* **Request**
Repeat the listing exactly as given, omitting every image.

— Start Source material —

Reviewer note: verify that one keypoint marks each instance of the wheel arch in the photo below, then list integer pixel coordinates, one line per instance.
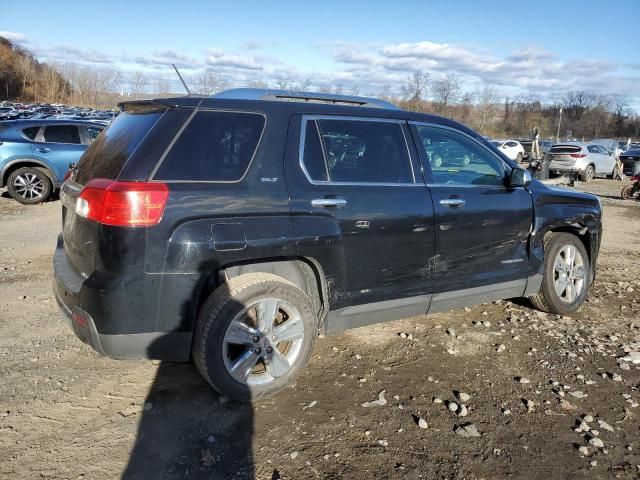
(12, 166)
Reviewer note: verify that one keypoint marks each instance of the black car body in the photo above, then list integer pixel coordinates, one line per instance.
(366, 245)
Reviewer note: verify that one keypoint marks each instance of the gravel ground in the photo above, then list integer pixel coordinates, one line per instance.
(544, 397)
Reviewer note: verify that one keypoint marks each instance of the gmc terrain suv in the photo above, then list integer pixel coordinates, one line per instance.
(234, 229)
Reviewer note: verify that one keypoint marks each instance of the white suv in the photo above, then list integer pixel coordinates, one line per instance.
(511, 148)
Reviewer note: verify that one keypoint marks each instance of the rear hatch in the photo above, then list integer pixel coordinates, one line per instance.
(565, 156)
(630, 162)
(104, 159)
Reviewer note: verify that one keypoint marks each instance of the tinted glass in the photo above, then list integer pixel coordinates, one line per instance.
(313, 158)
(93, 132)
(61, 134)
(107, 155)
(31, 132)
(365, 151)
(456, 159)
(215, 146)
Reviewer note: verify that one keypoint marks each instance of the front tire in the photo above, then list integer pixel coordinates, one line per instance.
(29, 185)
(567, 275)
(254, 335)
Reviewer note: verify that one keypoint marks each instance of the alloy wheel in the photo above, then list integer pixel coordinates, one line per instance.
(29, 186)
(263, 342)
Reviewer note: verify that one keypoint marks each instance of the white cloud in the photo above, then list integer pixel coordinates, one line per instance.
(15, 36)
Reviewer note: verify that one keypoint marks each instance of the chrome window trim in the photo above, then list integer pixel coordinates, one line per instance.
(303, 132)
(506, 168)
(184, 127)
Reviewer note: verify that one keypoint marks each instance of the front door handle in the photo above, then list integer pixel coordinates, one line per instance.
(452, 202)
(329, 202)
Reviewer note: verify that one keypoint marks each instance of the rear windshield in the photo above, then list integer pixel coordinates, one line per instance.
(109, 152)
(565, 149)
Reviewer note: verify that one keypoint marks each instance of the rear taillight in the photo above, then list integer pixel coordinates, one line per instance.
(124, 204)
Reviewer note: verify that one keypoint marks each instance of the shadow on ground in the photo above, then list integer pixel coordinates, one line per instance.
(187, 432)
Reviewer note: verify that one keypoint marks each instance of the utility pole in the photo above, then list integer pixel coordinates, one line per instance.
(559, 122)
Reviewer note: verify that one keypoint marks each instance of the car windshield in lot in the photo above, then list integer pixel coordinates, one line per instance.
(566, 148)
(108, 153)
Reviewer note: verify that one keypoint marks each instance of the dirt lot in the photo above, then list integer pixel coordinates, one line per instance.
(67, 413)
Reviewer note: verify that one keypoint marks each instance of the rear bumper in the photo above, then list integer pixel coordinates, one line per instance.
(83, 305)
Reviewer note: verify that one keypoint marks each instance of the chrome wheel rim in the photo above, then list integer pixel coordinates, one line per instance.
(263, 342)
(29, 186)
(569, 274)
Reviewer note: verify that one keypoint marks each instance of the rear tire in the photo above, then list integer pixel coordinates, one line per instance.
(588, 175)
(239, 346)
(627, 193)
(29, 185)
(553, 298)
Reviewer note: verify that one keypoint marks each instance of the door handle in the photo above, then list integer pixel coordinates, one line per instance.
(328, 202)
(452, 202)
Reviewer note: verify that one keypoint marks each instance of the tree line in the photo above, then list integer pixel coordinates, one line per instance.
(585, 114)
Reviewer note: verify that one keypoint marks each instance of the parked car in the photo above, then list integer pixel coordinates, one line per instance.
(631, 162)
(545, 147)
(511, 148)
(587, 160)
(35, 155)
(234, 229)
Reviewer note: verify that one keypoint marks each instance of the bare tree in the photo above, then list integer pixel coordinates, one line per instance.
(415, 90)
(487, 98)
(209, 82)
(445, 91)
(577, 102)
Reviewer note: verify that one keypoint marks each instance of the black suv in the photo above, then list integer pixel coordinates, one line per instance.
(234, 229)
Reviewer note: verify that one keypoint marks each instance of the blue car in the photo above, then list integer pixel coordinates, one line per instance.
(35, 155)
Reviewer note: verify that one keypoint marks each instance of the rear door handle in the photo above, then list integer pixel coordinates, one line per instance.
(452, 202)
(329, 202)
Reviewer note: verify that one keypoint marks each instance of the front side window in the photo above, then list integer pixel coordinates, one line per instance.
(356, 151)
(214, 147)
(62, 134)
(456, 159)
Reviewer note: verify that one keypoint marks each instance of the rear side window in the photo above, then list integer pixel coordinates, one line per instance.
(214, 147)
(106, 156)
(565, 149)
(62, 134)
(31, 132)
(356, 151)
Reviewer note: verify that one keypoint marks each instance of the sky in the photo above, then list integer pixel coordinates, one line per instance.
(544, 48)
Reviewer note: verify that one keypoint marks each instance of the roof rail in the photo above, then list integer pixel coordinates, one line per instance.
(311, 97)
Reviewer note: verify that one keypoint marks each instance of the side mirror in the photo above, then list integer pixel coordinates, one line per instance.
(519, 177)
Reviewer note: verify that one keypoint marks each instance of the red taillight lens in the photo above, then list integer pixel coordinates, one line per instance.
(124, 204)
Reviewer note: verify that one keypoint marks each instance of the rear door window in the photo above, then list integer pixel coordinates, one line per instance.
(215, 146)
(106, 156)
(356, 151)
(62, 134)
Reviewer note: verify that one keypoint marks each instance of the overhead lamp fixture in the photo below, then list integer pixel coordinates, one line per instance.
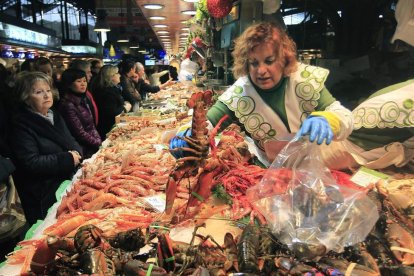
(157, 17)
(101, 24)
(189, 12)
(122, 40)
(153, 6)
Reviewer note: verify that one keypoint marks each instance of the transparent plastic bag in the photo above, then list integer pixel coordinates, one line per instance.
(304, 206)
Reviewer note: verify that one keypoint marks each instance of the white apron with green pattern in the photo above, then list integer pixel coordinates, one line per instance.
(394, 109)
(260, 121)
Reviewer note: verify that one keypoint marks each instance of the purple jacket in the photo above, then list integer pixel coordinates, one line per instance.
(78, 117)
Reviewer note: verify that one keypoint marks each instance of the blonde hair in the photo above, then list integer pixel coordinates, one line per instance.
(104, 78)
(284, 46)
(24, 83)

— End Source material —

* **Full output**
Reviewer note: verify that one keypoint marks each instance of the wheel arch in the photo below, then list integer pixel coordinates, one line per instance.
(12, 166)
Reviewer note: verify that one keypoint marks each instance of the black car body in the photo above, then list integer pixel coordinates, one line per instance.
(366, 245)
Reviewer note: verify that one keypoint marks each instance of the gravel ground in the photo above, then list integer pixel coordinates, one line per instance.
(544, 397)
Reviewer note: verify that one keypoint marks each instance of the gmc terrain suv in the photo above, then list integer pixel coordinates, one line per instance.
(234, 229)
Reviewer note: verify that one keypoint marks each instance of the white suv in the photo above, then list integer pixel coordinates, one line per instance.
(511, 148)
Reviewer note: verify that one keypoint marks each instance of the rear hatch in the photo above, then list integer pixel coordinates, one line per instance.
(565, 156)
(630, 162)
(104, 159)
Reviewer note: verify that one keypoint marks each instance of the tinted glass in the photo above, then list integer pixel coordinates, one line per instance.
(313, 158)
(93, 132)
(61, 134)
(107, 155)
(31, 132)
(365, 151)
(456, 159)
(215, 146)
Reviewer note: verify that one keypoint marks each instance of the front tire in the photo above, then list integer pixel coordinates, one line per instance.
(29, 185)
(567, 275)
(254, 335)
Reviewer note: verify that one keypoint marks each instance of the alloy wheel in the photo above, then list integer pixel coordinates, one line per instance.
(29, 186)
(263, 342)
Reviewer note: verify that one keypoint marks each instance of the white cloud in the photo above, then list integer pixel coordinates, one line per instance.
(15, 36)
Reviewer note: verify that one keypoint marks each instance of the chrome window trim in the photo above, then list integer pixel coordinates, one line per instance.
(303, 132)
(506, 168)
(184, 127)
Reviewer note: verify that one keypoint marks each instance of the front door handle in the photo above, then list integer pixel coordinates, one line per instance.
(452, 202)
(329, 202)
Reviewer note: verify that one keypoint marks each instance of the rear windshield in the photo above, then list integer pixel coordinates, one line per instance.
(109, 152)
(565, 149)
Reviewer note: verify that one keypoint marks each instance of the rear taillight in the photo above, then list integer pixel coordinates, one line per instance.
(124, 204)
Reviewer note: verify that one keypoint marks each instance of the shadow on ground in the photo above, then list integer pixel coordinates, one line per instance.
(187, 432)
Reviewer note: verify that one keypoint marks each instance of the utility pole in the photo above, then list integer pixel coordinates, one line per instance.
(559, 122)
Reviewer note: verify that one keypoint marks each instance of the car windshield in lot in the photo above, then list integer pixel coordinates, one line per instance.
(566, 148)
(108, 153)
Reviewer note: verify that one keypoint marks each instance of the dirt lot in the photo above, then list integer pixel coordinates, one line per instance.
(67, 413)
Reviewer note: verify that one keypoint marks each instance of the rear bumper in the photo above, then list integer pixel coordinates, one line per instance.
(83, 305)
Reviewer note: verify that one keypoint marks each instance of the chrome wheel rim in the photo above, then list integer pixel coordinates, one line per instance.
(263, 342)
(29, 186)
(569, 274)
Reviewer note: verify that one keypoint marks each instance of the rear tire in the photo above, then list integer pixel coordinates, one line per instance.
(588, 175)
(239, 346)
(627, 193)
(29, 185)
(553, 298)
Reviewer note: verify that one keypoint marks each instance of the door handle in the photo above, then list integer pixel coordinates, one line per instance.
(328, 202)
(452, 202)
Reviewer note: verify that one keypoint marks each instance of the tree line in the photo above, then list integer pixel coordinates, one line per instance.
(585, 114)
Reviewer note: verify that one keypoint marks each instance of the parked car in the photo above, then list integer pixel coordinates, one line per instance.
(631, 162)
(545, 147)
(511, 148)
(587, 160)
(35, 155)
(234, 229)
Reviewer note: verify that one keypoint marks each instance of the bare tree in the photo above, then list integer pixel coordinates, one line per instance.
(415, 90)
(487, 98)
(209, 82)
(445, 91)
(577, 102)
Reviewer note: verify that one keypoint marks each instance of the black suv in the photo above, then list integer pixel coordinates, one line per instance.
(234, 229)
Reviewer note: verify that one keypoint marks each instance of the blue car in the photo above, then list integer pixel coordinates, one line per instance.
(35, 155)
Reviewer note: verify that one keypoint marks each instance of the rear door handle in the photo above, then list integer pixel coordinates, one line per instance.
(452, 202)
(329, 202)
Reviewer note: verify that one keypoint marks each instance of the front side window in the photo above, then list integer pixel coordinates, one line per instance.
(356, 151)
(214, 147)
(62, 134)
(456, 159)
Reviewer note: verify that one keypoint marks each instance of the rear side window in the photo above, then list integer pixel coordinates, one line per instance.
(214, 147)
(106, 156)
(565, 149)
(62, 134)
(31, 132)
(356, 151)
Reviewer note: verify that one keypoint marks each instance of the sky in the photo above, then list integer pixel coordinates, one line per instance.
(544, 48)
Reviewer note: verify that one keypoint marks each instance of the roof rail in the photo above, then list integer pixel coordinates, one line per instance.
(311, 97)
Reviewer note: verify that one keypoint marks each instance of the side mirror in the photo above, then list integer pixel coordinates, one line per instance.
(519, 177)
Reviewer note: verify that one keypoint marks each instance of the red taillight lens in the photo above, then list integer pixel coordinates, one line per instance.
(124, 204)
Reviewer note: verify that one keypoint marks each instance of the rear door window in the photo above, then list integer pixel coordinates, one line per instance.
(215, 146)
(106, 156)
(356, 151)
(62, 134)
Reviewer note: verify that one keypoint marks each instance of the overhead lamp fixture in the photo below, then list integer pixel coordinates, one line per instance.
(157, 17)
(101, 24)
(189, 12)
(122, 40)
(153, 6)
Reviewer note: verify that one keypoint marks each instance of the transparent plastic bag in the photo above, then list integer pixel coordinates, one line per instance.
(304, 206)
Reviewer note: verify that one keypoint marks each instance of the white apron with green pattern in the photo above, then list integer pixel coordinates, one line per instance.
(394, 109)
(260, 121)
Reviewer note: verify that one keypoint marks each instance of the purple jacket in the photo above, then list integer pixel coordinates, one line per instance.
(78, 117)
Reviewer note: verify that one keypoint marks each instance of the blonde hair in the photo above, then list integer pixel coordinates, one line per instance.
(104, 78)
(284, 46)
(24, 83)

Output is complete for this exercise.